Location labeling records
□ □ □ □ □ □ □

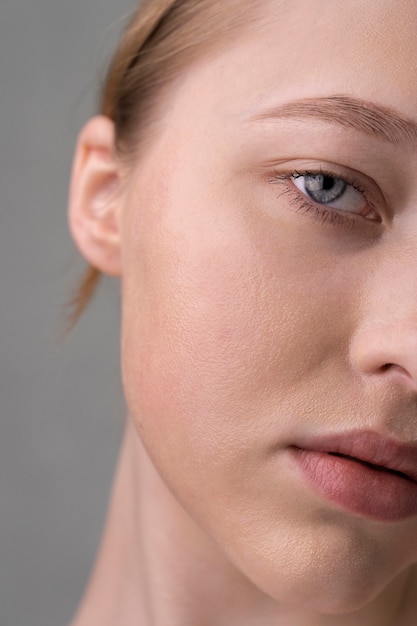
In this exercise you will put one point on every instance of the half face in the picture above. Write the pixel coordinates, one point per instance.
(270, 298)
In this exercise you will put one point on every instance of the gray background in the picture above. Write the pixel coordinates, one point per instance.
(61, 404)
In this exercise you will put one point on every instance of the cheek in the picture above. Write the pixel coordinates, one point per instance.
(221, 318)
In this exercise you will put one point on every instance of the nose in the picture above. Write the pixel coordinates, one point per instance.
(384, 344)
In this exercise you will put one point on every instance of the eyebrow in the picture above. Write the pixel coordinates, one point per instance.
(362, 115)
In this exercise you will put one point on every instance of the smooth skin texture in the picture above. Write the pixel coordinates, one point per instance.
(252, 318)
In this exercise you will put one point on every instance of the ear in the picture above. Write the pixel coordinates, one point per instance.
(95, 197)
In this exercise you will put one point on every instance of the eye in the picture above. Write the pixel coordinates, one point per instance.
(332, 192)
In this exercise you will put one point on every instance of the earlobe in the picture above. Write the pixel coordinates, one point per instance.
(95, 196)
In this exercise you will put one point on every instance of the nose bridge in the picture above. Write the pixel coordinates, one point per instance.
(386, 337)
(392, 289)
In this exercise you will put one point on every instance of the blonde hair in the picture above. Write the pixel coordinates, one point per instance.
(162, 37)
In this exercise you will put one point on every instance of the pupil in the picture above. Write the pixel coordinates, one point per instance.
(328, 183)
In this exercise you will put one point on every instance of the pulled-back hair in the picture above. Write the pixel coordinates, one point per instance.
(162, 38)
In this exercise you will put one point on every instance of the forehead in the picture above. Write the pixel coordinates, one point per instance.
(304, 48)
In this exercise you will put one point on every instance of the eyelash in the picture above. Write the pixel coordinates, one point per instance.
(327, 215)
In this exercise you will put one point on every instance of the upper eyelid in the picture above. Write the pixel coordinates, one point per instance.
(362, 183)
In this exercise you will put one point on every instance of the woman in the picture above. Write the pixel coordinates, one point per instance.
(252, 182)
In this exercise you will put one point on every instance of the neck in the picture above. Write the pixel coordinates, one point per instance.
(156, 567)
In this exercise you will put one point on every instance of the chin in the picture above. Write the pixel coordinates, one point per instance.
(327, 570)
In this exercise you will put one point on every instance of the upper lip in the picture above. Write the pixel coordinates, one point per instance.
(369, 447)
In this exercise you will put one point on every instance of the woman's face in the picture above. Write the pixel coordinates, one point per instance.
(269, 250)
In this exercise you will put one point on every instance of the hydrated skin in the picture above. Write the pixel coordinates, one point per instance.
(250, 321)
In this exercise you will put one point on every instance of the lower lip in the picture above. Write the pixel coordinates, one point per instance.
(373, 493)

□ □ □ □ □ □ □

**INSTRUCTION:** Convert the entries into a JSON list of strings, one string per line, starting at the line that contains "the upper eyelid" and ending with the last line of the entries. Leave out blank lines.

**RESPONSE TO THE EXERCISE:**
[
  "In this exercise you will put one point on every instance of the upper eyelid in the picture above. Write the pixel coordinates, one point per instance.",
  "(362, 183)",
  "In this exercise you will put one point on every instance of the woman in the picture above. Write the pixel coordinates, one point per instance.",
  "(252, 182)",
  "In this exercise you will put one point on every instance of the neck in the picture above. Write the pixel coordinates, one point per instance.",
  "(156, 567)",
  "In this exercise you will put one point on every instance of the chin in the picture above. Write the pixel coordinates, one point per instance.",
  "(327, 570)",
  "In this exercise you will put one point on every instance of the upper lip in the picture above. Write the pixel coordinates, one point per instance.",
  "(369, 447)",
  "In this exercise you will put one point on every instance of the woman's face in the picture above. Write the pixel coordinates, one point per instance.",
  "(269, 250)",
  "In this exercise you will put one point on every instance of the hydrated skin in the picture above. Write the pixel coordinates, one point per instance.",
  "(250, 321)",
  "In this exercise you will put one point on every instance of the lower lip in the picture above. Write the pixel coordinates, one point per instance.",
  "(373, 493)"
]